§ WHAT THE EXERCISE ASKS:
Print, exactly as written, the line containing "Would you kindly locate the orange" and every line after it, ending with the final line of the data below.
((
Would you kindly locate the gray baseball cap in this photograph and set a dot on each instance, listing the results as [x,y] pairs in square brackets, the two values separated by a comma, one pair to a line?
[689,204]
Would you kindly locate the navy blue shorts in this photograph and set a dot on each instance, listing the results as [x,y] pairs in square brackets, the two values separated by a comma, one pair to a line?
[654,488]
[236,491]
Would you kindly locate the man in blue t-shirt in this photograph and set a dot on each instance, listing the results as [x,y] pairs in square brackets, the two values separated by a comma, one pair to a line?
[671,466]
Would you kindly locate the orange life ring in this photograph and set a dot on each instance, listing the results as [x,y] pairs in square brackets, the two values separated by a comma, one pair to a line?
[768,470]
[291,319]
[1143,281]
))
§ RESPONSE TO THIS TASK:
Would you kindly locate the orange life ring in this photograph and set a dot on each instance, listing the results as [x,y] pairs in square brackets, the two values separated by a comma, one pair to a line?
[768,470]
[291,319]
[1143,281]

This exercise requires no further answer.